Fast forward to Fall 2022, we started over, officially empty nesters now with 1 finished with college and working, 2 in college and 1 in the Navy. We started the project in November 2022.

After signing contract it was a couple weeks before they could start. In the meantime, I had an electrician come and swap out the old 90's stair lights and install smaller LED ones.

The staircase company removed carpet, railings, balustrers, and some trim. They repaired where needed. did some work to make it code-compliant (it wasn't even safe/wiggly railing on landing, hand rails too low, etc), and installed solid red oak treads, then stained to match the downstairs wood floors and painted the risers, trim and patched and touched up walls. Stair runner material was back ordered, so that had to wait til January 2023.

After the stair runner was installed, the flooring crew installed wood on the landing, in the gameroom and a study area. Then they installed new carpet in the bedrooms. Everything is finally put back in place, except I have some areas that need wall art or floating shelves; will work on that next.

Materials:

  • Stair treads: Solid red oak treads, stained to match existing wood floors downstairs
  • Balusters and newel posts: They are iron, black and "hand-scraped" not hammered. The finish has some variation to it so it reflects light differently throughout the day. The plain ones are tapered, they're slightly thicker in the middle. They are called "Tuscan round" but that's probably the company's own name for them.
  • Carpet runner: Shaw, Chase, color - Oyster Shell
  • Upstairs wood: 2-1/4" wide solid red oak flooring, stained to match.
  • Carpet in bedrooms: Karastan, Grand Form, color - Moonstone

BEFORE:

Stairs




Landing:


Gameroom:


Bedrooms:




Our daughters have 2 rooms bc the previous owners busted through a wall into attic space and added an enormous 2nd room. We used to call it the "Barbie Dream Room." You have to step down to get to the bedroom level. It wasn't built right and had no HVAC in the extra space, so we fixed all that 20 years ago. This pic is a mess bc I was already moving things in there to make way for the flooring project.


We have a weird house. Upstairs there are 4 different places where you have to step up or down one step to get to the next room. When the stair company was here they also put wood treads and risers on each of these places, and then the wood floor installers handled the rest by bringing the wood flooring up to meet the caps seamlessly. Both crews were very skilled.

AFTER:

Stairs with runner


It's a split stair case with this straight run going down the other side







Landing




Bedroom


The flooring pros did a great job on the transitions. This is a pic of the landing transition to the hall bath. Totally flat.




Another good transition. They called this a "mini-baby." It's a low profile transition from the wood landing to a bedroom with carpet. And they used something call a Z-bar I think.


Stepping up to the gameroom




Now going to our daughter's rooms


We decided to continue the wood into this room and into the closet


Here's another great example of a flat transition from wood to the tile in the bathrooms. Great installers.




We no longer call it the Barbie Dream Room; now we call it the Harry Styles room. I screamed the first time I saw this.


There were a few issues that popped up, but they were handled professionally.

I now wipe my hand of renovations or remodels. No more. Our house is done. From now on everything is just maintenance or repairs. I feel like opening a bottle of champagne. Only took us 23 years.

-------------------------

*JOBS*:
• A. In the staircase renovation post, what color is the carpet runner on the stairs?
• B. Rewrite the listing as a numbered list, beginning at the line that contains "Indicate the helmet" and continuing through the end of the listing, with blank lines and pictures left out.

-------------------------

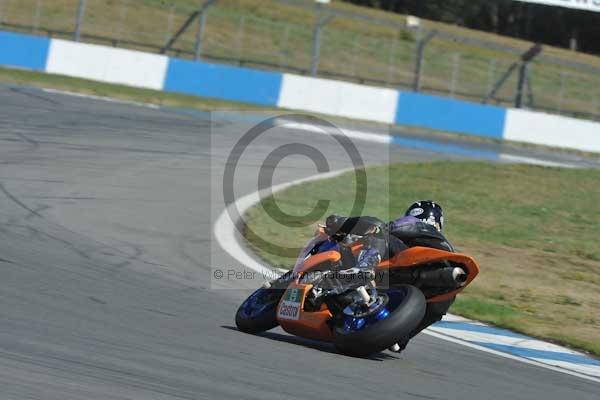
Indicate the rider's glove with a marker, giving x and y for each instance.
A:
(333, 224)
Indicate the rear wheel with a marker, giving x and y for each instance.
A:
(402, 309)
(258, 312)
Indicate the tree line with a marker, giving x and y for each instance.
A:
(534, 22)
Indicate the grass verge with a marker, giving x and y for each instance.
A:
(121, 92)
(275, 35)
(533, 230)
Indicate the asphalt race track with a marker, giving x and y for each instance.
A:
(106, 257)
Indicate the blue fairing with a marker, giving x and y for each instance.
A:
(353, 324)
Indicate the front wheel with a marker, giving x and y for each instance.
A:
(258, 312)
(403, 308)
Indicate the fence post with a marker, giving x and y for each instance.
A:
(170, 17)
(419, 59)
(79, 20)
(122, 17)
(491, 74)
(355, 46)
(284, 44)
(316, 53)
(561, 92)
(240, 37)
(201, 24)
(391, 59)
(36, 16)
(521, 84)
(455, 69)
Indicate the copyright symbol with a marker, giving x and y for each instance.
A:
(267, 169)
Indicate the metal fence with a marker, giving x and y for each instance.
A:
(304, 38)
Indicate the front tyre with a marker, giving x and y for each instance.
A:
(403, 310)
(258, 312)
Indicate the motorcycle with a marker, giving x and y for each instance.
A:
(362, 314)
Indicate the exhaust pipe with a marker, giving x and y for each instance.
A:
(443, 277)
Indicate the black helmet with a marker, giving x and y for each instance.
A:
(427, 211)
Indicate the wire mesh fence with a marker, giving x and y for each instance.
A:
(280, 35)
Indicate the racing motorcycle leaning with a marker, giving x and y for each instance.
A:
(364, 312)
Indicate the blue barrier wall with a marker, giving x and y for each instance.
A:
(450, 115)
(223, 82)
(23, 51)
(269, 88)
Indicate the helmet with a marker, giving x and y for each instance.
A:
(427, 211)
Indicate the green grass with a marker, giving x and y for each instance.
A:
(267, 31)
(533, 230)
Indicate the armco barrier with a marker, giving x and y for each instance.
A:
(138, 69)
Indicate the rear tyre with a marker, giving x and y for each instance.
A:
(403, 311)
(258, 312)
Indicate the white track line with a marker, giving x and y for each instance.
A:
(225, 234)
(101, 98)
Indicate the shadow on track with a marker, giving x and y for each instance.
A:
(313, 344)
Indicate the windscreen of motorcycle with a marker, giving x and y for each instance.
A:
(306, 251)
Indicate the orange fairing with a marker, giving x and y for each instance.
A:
(306, 324)
(416, 256)
(327, 256)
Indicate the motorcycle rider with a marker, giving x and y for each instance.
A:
(421, 226)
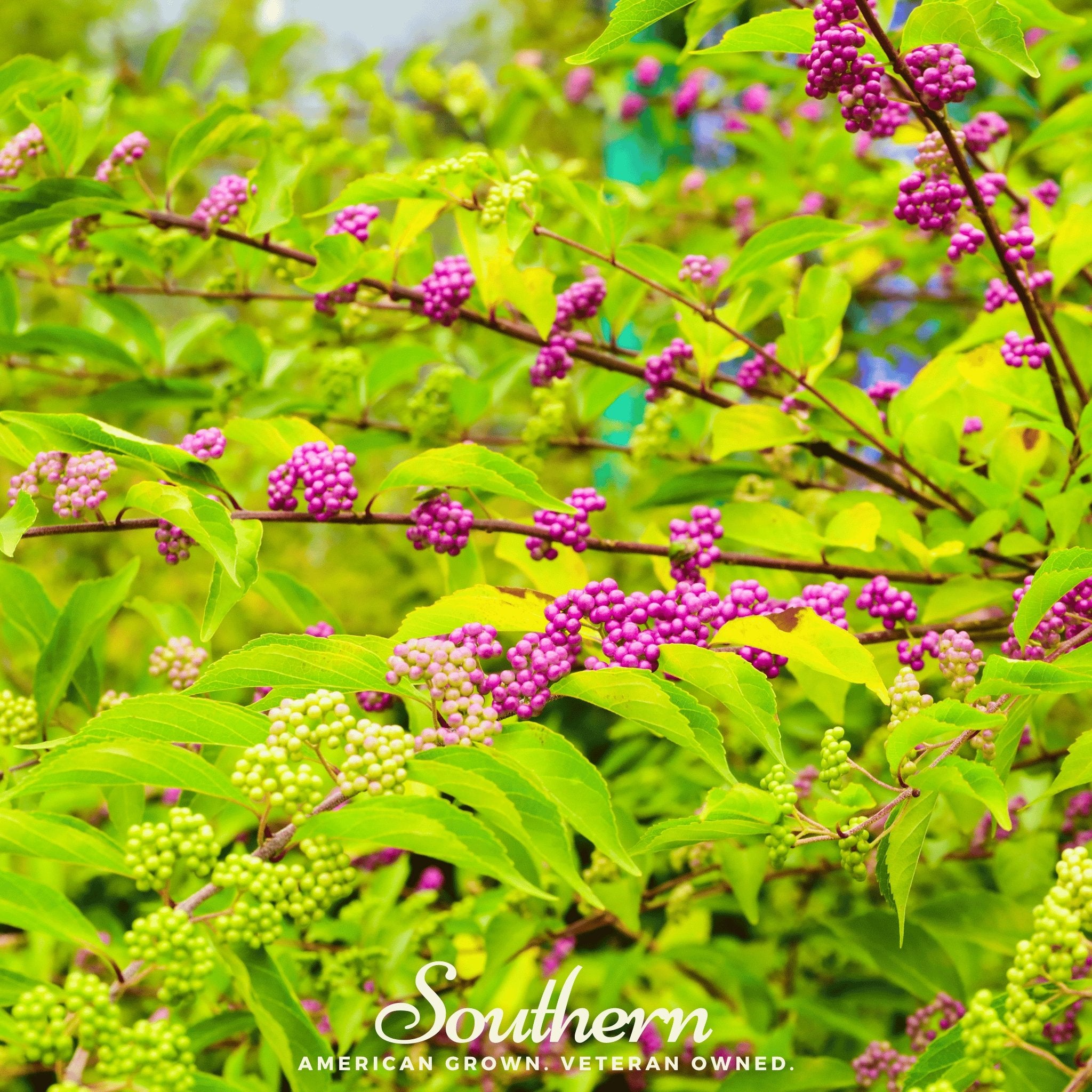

-------------------------

*TASK RESULTS*:
• A. Oyster Shell (Shaw, Chase).

• B.
1. Indicate the helmet with a marker, giving x and y for each instance.
2. A:
3. (427, 211)
4. Indicate the green grass with a marker, giving x and y for each instance.
5. A:
6. (267, 31)
7. (533, 230)
8. Indicate the armco barrier with a marker, giving x and y for each instance.
9. A:
10. (138, 69)
11. Indicate the rear tyre with a marker, giving x and y for each instance.
12. A:
13. (403, 311)
14. (258, 312)
15. Indicate the white track line with a marker, giving x and y for each instance.
16. A:
17. (225, 234)
18. (101, 98)
19. Indicate the shadow on track with a marker, giving x and y for each instance.
20. A:
21. (313, 344)
22. Indicate the windscreen of motorcycle with a marker, giving x and y for each instance.
23. A:
24. (306, 251)
25. Indicate the orange fairing with a marker, giving x and y for each instance.
26. A:
27. (306, 324)
28. (416, 256)
29. (327, 256)
30. Indicate the motorcycle rider with a marker, giving x and y for each instance.
31. A:
32. (421, 226)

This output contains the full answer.